* [やること一覧]:
1. 景行天皇についての文章で「即位4年、美濃国に行幸。美人と名高い」で始まる段落を、主な事実を残して箇条書きに短くまとめて。
2. 景行天皇についての文章のうち、「- 大足日子天皇(おおたらしひこのすめらみこと) - 常陸風土記」から「たさなかった。天皇はこれを恨んだと言う。」までを両端も含めて書き写して。

* [文書の抜粋]:
┄┄┄┄┄┄┄┄┄┄

父皇が崩御した翌年に即位。即位2年、3月3日に播磨稲日大郎姫を皇后とした。皇后との間には大碓皇子、小碓尊らを得ている。即位4年、美濃国に行幸。八坂入媛命を妃として稚足彦尊(成務天皇)、五百城入彦皇子らを得た。即位12年、九州に親征して熊襲・土蜘蛛を征伐[1]。即位27年、熊襲が再叛すると小碓尊(16歳)を遣わして川上梟帥を討たせた[1]。即位40年、前もって武内宿禰に視察させた東国の蝦夷平定を小碓尊改め日本武尊に命じた[1]。3年後、帰途に伊勢国能褒野で30歳で逝去した日本武尊を埋葬し、大和国と河内国にも白鳥陵を造る。即位51年、8月4日に稚足彦尊を立太子し、武内宿禰を棟梁の臣とした。即位52年、5月4日の播磨稲日大郎姫の崩御に伴い7月7日に八坂入媛命を立后。即位53年から54年にかけて日本武尊の事績を確認するため東国巡幸。即位58年、近江国に行幸し高穴穂宮に滞在すること3年。即位60年、同地で崩御。
名
編集- 大足彦忍代別天皇(おおたらしひこおしろわけのすめらみこと) - 『日本書紀』、和風諡号
- 大足彦尊(おおたらしひこのみこと) - 『日本書紀』
- 大帯日子淤斯呂和氣天皇(おおたらしひこおしろわけのすめらみこと) - 『古事記』
- 大足日子天皇(おおたらしひこのすめらみこと) - 常陸風土記
- 大帯日子天皇(おおたらしひこのすめらみこと) - 播磨風土記
- 大帯日古天皇(おおたらしひこのすめらみこと) - 播磨風土記
- 大帯比古天皇(おおたらしひこのすめらみこと) - 播磨風土記
漢風諡号である「景行天皇」は、代々の天皇と同様、日本書紀の編纂から50~60年後に淡海三船によって撰進された。
事績
編集美濃行幸
編集『日本書紀』によれば父帝が崩御した翌年の7月に即位。
即位2年、播磨稲日大郎姫を立后。子には大碓皇子や小碓尊(後の日本武尊)がいた。
即位4年、美濃国に行幸。美人と名高い弟姫を妃にしようと泳宮(くくりのみや)に滞在した。しかし拒絶されたため、姉の八坂入媛命を妃とした。同じころ、美濃国造の2人の娘が美人であると聞いて妃にしたいと思った。そこで大碓皇子を派遣したが、大碓皇子は姉妹の美しさのあまり使命を忘れて密通し役目を果たさなかった。天皇はこれを恨んだと言う。

┄┄┄┄┄┄┄┄┄┄

[位置ラベル付けデータの抜粋]
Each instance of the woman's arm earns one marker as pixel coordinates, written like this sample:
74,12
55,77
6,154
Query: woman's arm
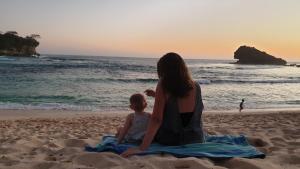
125,128
154,124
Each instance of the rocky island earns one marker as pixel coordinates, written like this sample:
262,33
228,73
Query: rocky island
251,55
13,45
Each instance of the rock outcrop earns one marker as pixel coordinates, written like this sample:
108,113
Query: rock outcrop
13,45
251,55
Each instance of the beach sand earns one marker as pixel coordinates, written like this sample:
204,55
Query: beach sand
43,139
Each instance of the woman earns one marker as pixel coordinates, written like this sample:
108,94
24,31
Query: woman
176,117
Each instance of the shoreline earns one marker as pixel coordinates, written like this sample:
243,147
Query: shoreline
11,114
48,139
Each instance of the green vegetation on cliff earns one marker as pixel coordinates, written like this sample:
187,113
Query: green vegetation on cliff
13,45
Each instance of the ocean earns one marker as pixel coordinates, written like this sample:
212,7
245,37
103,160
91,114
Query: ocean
104,84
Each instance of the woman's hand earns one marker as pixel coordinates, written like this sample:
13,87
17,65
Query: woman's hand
150,92
131,151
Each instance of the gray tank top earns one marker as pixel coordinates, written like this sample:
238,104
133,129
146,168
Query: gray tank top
138,128
173,132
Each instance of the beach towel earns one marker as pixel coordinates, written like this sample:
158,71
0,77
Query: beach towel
216,146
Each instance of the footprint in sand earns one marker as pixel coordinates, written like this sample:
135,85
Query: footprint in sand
7,161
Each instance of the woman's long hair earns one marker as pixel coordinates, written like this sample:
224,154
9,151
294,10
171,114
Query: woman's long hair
174,75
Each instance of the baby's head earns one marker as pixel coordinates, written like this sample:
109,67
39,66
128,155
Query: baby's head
138,102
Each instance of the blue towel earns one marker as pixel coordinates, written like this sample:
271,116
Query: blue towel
225,146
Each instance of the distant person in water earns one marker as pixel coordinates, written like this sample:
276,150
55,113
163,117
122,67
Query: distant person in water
242,105
136,123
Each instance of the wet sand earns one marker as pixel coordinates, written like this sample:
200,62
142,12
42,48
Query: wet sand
47,139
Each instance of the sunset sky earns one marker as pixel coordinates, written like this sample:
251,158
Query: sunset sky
211,29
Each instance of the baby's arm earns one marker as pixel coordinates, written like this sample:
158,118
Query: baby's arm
125,128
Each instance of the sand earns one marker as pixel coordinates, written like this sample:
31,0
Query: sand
41,139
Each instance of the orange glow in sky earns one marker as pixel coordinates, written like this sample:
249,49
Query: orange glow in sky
211,29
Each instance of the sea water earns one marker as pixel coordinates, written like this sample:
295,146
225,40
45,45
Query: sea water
105,84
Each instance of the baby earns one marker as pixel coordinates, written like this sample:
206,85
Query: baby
136,123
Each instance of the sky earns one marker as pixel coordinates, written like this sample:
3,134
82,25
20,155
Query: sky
211,29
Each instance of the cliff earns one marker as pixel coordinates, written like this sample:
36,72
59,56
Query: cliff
13,45
251,55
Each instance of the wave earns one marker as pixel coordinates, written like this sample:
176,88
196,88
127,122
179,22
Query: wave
207,81
121,80
46,106
257,81
35,99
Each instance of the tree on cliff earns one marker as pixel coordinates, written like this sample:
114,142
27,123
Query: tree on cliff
13,45
251,55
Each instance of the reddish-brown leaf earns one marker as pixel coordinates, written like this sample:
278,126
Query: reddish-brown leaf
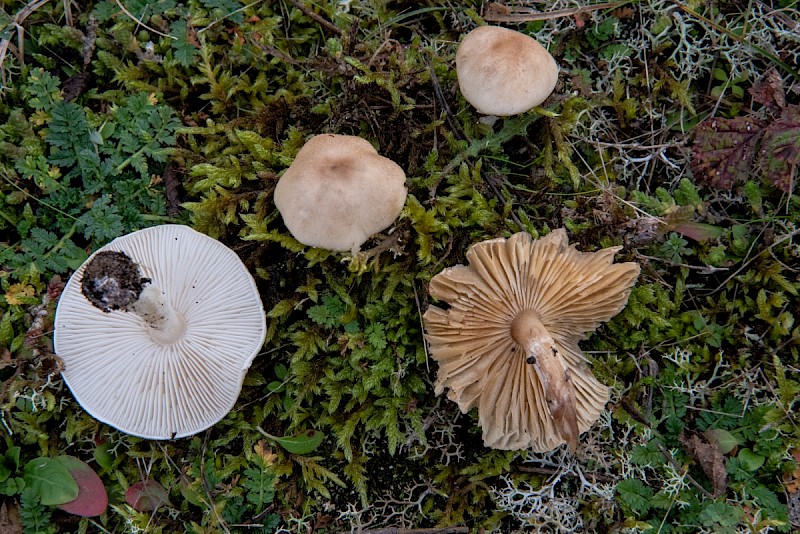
780,149
724,150
768,91
92,499
710,459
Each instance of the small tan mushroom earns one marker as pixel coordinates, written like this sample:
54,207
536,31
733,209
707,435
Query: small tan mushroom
338,192
508,342
504,72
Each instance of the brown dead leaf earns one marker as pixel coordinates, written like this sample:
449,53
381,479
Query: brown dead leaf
710,459
622,13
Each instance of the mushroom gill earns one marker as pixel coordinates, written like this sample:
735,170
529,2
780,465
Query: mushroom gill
508,342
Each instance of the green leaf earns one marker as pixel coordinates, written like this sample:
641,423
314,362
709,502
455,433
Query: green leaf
184,50
302,443
724,439
50,480
750,460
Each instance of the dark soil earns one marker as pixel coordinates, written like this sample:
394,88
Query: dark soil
112,281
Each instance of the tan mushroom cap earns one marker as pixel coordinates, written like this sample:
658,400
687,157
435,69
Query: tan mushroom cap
338,192
183,377
504,72
508,342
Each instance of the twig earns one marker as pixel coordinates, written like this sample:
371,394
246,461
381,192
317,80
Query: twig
142,24
5,44
496,12
680,469
320,20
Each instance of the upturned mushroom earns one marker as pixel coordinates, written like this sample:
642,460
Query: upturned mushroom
504,72
338,192
157,330
508,341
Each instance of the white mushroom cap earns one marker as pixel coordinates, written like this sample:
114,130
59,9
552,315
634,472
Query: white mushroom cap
338,192
504,72
174,381
508,343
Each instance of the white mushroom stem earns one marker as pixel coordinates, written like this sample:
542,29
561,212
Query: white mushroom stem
542,353
165,324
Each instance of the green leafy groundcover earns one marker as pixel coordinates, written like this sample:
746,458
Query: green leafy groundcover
672,133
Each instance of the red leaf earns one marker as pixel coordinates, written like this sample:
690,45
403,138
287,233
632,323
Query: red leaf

┄┄┄┄┄┄┄┄┄┄

* [回答]:
1.
- 即位4年、美濃国に行幸した。
- 美人と名高い弟姫を妃にしようと泳宮に滞在したが、拒絶された。
- そのため姉の八坂入媛命を妃とした。
- 美濃国造の2人の娘を妃にしようと大碓皇子を派遣した。
- 大碓皇子は使命を忘れて姉妹と密通し、役目を果たさなかった。
- 天皇はこれを恨んだという。

2.
- 大足日子天皇(おおたらしひこのすめらみこと) - 常陸風土記
- 大帯日子天皇(おおたらしひこのすめらみこと) - 播磨風土記
- 大帯日古天皇(おおたらしひこのすめらみこと) - 播磨風土記
- 大帯比古天皇(おおたらしひこのすめらみこと) - 播磨風土記
漢風諡号である「景行天皇」は、代々の天皇と同様、日本書紀の編纂から50~60年後に淡海三船によって撰進された。
事績
編集美濃行幸
編集『日本書紀』によれば父帝が崩御した翌年の7月に即位。
即位2年、播磨稲日大郎姫を立后。子には大碓皇子や小碓尊(後の日本武尊)がいた。
即位4年、美濃国に行幸。美人と名高い弟姫を妃にしようと泳宮(くくりのみや)に滞在した。しかし拒絶されたため、姉の八坂入媛命を妃とした。同じころ、美濃国造の2人の娘が美人であると聞いて妃にしたいと思った。そこで大碓皇子を派遣したが、大碓皇子は姉妹の美しさのあまり使命を忘れて密通し役目を果たさなかった。天皇はこれを恨んだと言う。